● About this exercise: Copy word for word the lines in the records below, starting at the line with "Phrase: blue sky" and ending at the line with "Phrase: strawberry stem". Skip the pictures.

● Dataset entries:
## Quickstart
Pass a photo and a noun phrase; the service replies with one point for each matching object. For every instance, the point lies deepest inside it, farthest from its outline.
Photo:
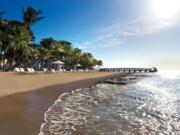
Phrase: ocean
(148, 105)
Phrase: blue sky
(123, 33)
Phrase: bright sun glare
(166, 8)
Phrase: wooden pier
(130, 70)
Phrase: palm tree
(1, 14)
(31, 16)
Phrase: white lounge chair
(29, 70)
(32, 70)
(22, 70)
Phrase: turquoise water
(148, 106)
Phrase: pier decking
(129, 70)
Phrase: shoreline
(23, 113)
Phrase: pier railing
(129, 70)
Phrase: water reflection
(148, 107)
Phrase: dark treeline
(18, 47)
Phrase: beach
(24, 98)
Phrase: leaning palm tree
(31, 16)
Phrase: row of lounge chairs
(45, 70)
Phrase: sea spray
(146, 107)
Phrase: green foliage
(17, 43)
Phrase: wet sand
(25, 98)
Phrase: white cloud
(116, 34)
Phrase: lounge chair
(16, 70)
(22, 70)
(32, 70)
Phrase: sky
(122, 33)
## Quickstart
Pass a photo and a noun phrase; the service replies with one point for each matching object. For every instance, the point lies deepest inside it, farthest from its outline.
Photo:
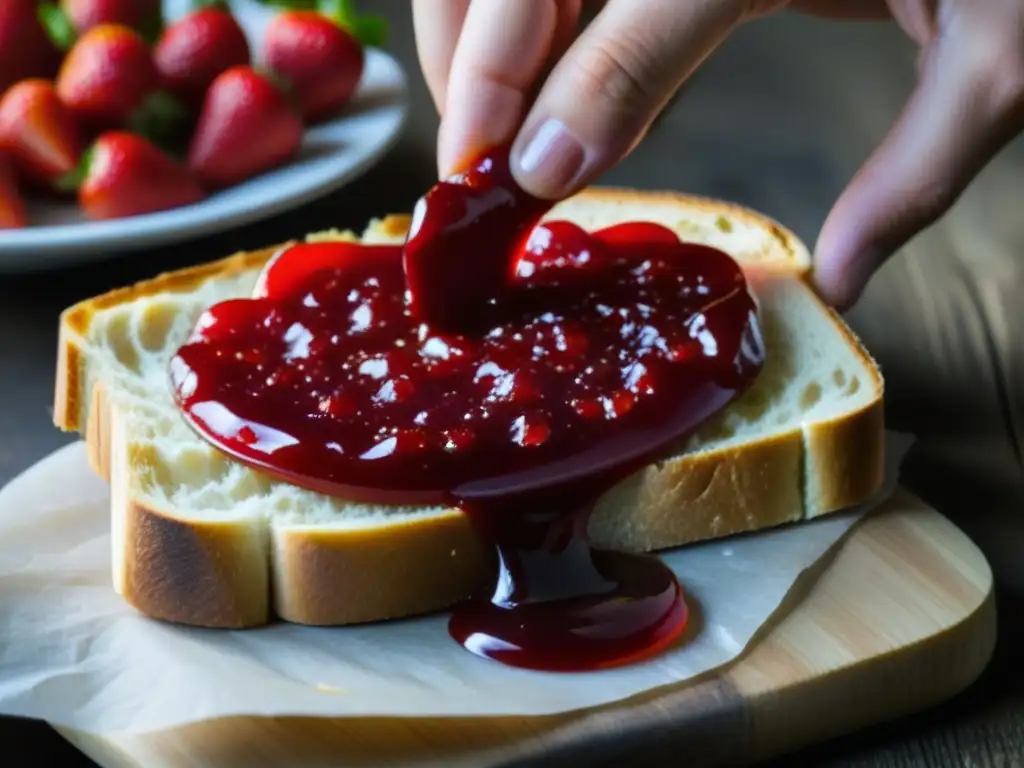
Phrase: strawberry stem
--
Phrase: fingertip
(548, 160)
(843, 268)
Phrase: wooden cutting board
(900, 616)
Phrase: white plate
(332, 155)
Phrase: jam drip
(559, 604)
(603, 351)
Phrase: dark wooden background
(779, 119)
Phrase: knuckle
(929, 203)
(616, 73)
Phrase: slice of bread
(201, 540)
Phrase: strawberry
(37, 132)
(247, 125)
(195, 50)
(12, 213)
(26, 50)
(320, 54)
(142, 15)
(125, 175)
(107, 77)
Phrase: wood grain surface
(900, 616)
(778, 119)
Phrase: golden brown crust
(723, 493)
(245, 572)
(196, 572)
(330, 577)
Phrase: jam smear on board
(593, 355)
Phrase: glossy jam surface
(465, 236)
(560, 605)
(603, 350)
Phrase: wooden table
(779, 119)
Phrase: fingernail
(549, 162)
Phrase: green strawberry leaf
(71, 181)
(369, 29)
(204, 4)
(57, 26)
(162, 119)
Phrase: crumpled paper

● Expected output:
Phrase: blue sky
(123, 33)
Phrase: bright sun glare
(166, 8)
Phrase: wooden pier
(130, 70)
Phrase: palm tree
(1, 14)
(31, 16)
Phrase: white lounge chair
(29, 70)
(32, 70)
(22, 70)
Phrase: turquoise water
(148, 106)
Phrase: pier decking
(129, 70)
Phrase: shoreline
(23, 113)
Phrase: pier railing
(129, 70)
Phrase: water reflection
(148, 107)
Phrase: dark treeline
(18, 47)
Phrase: beach
(24, 98)
Phrase: leaning palm tree
(31, 16)
Phrase: row of lounge chairs
(45, 70)
Phrase: sea spray
(146, 107)
Phrase: green foliage
(17, 43)
Phrase: wet sand
(25, 98)
Phrase: white cloud
(116, 34)
Phrase: lounge chair
(16, 70)
(22, 70)
(32, 70)
Phrase: sky
(122, 33)
## Quickstart
Pass a photo and a noun phrase; the service replies with one point for each matching object. For every instance, the point lies deepest inside it, farthest from its outline.
Photo:
Phrase: strawberry stem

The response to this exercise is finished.